#### Written exercise:
Output, unchanged, the part of the lines below that opens with the line containing "the child in" and closes with the line containing "point(484, 118)", including both of those lines.

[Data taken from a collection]
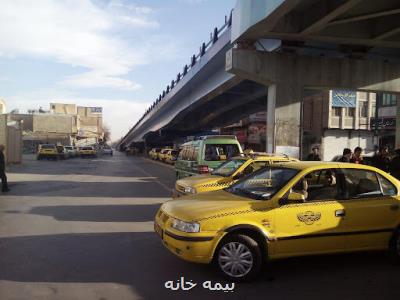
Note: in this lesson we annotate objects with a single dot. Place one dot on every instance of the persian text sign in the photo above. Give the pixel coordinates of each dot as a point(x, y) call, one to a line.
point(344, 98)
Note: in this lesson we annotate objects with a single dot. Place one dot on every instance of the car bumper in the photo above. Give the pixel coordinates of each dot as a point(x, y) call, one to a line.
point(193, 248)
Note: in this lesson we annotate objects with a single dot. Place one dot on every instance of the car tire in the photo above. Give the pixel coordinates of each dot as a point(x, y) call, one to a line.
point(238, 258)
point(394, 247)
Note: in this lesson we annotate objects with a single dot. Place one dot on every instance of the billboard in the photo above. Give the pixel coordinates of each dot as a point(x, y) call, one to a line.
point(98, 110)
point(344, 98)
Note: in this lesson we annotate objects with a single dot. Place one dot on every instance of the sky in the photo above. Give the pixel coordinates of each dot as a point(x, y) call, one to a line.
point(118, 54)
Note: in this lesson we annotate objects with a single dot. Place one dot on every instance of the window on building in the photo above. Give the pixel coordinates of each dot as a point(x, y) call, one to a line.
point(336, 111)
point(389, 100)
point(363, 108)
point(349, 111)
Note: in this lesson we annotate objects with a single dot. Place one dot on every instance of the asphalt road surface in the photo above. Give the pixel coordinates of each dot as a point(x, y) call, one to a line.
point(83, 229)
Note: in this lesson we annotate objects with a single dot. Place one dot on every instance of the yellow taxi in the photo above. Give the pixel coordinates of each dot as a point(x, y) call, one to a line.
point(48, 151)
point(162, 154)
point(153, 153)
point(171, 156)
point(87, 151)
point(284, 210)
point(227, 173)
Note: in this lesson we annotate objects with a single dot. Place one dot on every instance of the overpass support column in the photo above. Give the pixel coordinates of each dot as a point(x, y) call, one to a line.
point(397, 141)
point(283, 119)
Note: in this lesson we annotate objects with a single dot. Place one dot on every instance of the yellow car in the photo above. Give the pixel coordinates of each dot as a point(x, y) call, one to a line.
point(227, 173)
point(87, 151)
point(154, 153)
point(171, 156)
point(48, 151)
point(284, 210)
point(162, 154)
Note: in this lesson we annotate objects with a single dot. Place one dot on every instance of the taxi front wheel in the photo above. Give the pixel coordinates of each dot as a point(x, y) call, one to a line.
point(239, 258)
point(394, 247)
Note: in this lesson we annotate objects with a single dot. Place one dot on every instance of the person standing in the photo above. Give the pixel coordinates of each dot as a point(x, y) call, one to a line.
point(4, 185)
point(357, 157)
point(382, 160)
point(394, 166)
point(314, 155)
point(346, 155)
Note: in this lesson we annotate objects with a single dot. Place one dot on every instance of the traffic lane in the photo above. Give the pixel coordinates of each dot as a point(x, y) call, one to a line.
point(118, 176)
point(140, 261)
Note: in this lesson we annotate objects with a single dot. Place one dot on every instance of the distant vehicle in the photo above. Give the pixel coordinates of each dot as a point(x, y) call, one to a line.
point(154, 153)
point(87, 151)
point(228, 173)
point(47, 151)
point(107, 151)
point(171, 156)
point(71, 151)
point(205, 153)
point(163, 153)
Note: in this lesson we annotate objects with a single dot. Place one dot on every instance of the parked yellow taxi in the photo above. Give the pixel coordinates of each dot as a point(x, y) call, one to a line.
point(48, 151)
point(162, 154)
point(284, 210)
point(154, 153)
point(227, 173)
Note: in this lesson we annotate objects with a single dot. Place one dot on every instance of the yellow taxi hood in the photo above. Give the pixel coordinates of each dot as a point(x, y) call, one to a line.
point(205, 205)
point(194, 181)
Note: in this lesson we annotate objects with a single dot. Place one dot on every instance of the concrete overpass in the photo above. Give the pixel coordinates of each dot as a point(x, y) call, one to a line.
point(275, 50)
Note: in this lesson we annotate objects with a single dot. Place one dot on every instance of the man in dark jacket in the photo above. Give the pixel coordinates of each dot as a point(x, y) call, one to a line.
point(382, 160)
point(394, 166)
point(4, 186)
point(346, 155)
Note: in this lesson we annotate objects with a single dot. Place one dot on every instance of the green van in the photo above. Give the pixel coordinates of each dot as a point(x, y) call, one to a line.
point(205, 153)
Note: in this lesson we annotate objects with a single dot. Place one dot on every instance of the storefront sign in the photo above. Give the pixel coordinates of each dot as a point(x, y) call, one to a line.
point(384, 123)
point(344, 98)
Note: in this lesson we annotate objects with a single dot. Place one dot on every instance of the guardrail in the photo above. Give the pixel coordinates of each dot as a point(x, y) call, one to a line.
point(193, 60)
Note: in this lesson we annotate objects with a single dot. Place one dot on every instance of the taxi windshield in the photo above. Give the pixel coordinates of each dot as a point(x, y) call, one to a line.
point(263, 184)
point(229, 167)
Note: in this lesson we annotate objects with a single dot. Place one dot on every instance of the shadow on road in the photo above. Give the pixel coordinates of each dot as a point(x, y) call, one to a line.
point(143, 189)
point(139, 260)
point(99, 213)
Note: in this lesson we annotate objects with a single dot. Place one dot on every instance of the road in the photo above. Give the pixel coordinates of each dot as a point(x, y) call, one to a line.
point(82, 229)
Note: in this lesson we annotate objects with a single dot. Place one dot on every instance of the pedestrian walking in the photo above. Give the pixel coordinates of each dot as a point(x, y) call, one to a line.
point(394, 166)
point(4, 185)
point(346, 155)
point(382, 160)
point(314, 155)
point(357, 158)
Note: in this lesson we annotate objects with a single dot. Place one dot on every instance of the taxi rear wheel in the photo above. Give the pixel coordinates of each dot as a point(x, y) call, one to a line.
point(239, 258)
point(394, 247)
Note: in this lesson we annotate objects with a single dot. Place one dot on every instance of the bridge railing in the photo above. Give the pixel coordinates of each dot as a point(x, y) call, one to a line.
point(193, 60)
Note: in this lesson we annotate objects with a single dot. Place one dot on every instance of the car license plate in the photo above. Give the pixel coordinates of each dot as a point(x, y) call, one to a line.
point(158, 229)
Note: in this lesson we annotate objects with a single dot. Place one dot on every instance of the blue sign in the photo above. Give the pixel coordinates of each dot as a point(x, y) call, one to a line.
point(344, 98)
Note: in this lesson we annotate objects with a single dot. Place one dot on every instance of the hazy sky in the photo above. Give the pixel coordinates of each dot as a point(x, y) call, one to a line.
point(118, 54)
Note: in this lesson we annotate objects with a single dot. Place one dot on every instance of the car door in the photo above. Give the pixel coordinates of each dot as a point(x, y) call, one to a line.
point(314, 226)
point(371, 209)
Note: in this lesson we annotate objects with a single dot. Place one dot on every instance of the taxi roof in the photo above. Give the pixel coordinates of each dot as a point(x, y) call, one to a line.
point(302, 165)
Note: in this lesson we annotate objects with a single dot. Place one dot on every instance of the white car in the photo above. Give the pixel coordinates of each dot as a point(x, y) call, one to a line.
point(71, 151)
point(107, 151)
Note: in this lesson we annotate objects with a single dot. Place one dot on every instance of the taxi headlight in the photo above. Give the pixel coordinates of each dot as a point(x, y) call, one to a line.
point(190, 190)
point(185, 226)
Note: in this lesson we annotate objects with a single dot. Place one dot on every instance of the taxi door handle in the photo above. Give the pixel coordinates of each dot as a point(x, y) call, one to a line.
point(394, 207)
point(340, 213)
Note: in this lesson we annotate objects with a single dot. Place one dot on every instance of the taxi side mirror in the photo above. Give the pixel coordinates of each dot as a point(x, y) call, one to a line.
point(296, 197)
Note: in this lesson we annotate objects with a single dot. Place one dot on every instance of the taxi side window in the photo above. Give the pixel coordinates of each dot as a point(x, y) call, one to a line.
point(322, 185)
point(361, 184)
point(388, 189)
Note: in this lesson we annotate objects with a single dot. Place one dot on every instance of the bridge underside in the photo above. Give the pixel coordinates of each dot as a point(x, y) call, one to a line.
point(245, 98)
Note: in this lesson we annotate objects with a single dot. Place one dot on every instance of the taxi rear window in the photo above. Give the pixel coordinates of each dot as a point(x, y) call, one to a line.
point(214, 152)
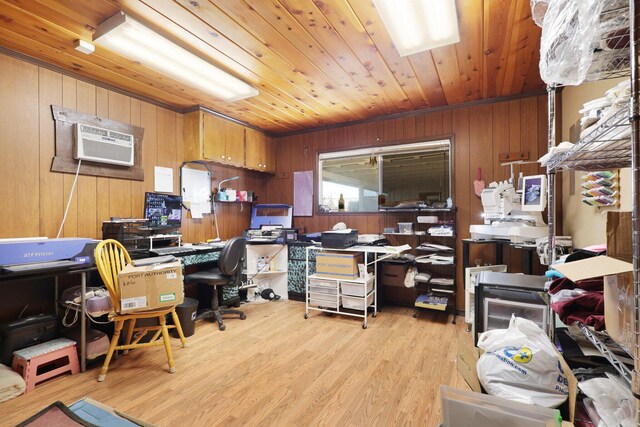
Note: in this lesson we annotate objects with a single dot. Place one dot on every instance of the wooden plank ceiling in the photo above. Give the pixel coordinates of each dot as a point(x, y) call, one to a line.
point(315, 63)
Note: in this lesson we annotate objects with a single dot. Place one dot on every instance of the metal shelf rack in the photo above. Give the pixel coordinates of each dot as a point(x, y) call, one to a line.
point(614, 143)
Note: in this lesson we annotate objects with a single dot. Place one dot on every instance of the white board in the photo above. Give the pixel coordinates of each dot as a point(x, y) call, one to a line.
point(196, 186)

* * *

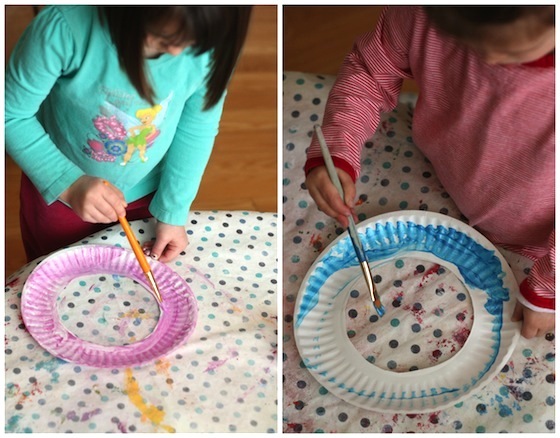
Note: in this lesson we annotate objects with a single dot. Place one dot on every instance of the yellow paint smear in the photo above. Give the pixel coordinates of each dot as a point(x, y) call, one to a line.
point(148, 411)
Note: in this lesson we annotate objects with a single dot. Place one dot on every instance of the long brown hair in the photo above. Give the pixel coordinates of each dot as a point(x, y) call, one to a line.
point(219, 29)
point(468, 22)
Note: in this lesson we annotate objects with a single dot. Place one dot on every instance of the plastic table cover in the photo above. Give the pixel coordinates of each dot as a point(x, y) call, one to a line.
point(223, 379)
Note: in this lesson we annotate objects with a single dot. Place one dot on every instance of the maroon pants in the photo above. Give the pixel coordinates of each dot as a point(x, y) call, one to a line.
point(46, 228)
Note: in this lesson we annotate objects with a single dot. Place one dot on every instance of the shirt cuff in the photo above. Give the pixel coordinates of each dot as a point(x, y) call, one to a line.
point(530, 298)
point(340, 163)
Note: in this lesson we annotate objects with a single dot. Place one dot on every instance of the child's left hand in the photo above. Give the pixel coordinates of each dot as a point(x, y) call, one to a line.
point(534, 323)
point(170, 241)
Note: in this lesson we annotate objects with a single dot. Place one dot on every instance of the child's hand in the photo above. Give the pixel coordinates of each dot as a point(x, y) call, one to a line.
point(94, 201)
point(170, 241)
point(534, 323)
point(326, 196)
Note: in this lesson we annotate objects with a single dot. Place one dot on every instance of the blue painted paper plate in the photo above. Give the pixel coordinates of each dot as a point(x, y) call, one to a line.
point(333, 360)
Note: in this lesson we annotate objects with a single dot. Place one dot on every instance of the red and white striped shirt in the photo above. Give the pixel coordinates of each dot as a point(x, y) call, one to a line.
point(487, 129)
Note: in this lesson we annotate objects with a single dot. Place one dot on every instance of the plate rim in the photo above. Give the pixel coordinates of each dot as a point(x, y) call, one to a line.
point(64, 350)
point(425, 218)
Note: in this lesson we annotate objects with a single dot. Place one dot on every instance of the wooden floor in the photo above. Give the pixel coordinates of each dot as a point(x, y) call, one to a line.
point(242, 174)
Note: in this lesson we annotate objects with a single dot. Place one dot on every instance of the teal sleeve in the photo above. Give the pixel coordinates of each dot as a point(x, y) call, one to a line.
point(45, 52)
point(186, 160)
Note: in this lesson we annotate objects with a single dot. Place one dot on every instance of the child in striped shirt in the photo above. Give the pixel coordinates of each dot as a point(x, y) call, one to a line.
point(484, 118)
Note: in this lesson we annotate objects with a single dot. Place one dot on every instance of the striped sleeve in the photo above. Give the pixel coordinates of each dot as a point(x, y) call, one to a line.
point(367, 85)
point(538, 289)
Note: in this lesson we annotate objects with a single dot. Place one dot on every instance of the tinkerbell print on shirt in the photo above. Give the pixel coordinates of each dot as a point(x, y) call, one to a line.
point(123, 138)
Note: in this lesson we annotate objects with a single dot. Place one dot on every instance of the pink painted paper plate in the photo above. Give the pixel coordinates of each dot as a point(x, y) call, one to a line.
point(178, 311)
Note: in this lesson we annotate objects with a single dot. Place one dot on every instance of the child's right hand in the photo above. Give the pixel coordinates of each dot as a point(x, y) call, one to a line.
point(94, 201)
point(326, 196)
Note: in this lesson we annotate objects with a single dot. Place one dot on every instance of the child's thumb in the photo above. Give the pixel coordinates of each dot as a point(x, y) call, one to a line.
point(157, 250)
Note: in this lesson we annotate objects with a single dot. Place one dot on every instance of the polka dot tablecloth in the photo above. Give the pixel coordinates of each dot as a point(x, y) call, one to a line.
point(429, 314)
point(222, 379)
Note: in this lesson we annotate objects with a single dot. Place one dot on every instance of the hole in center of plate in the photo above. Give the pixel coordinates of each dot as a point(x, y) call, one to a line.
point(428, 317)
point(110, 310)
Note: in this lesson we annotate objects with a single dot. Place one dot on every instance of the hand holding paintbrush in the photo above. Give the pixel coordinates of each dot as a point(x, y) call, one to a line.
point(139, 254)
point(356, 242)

#### Full output:
Note: in this lesson we annotate objects with a single dot. Place one dot on every instance of the child in striped shirt in the photo above. Give the pixel coordinates of each dot as a point(x, y) call, one to a line.
point(484, 118)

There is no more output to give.